• _About this task_:
All records are to be printed again exactly as they appear.

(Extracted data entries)
★ ★ ★ ★ ★ ★ ★

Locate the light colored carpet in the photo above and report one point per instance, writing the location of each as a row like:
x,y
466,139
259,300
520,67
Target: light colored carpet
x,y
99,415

★ ★ ★ ★ ★ ★ ★

• _Result of the exercise_:
Locate the light colored carpet in the photo above and report one point per instance, writing the location of each as a row like:
x,y
466,139
259,300
520,67
Target: light colored carpet
x,y
99,415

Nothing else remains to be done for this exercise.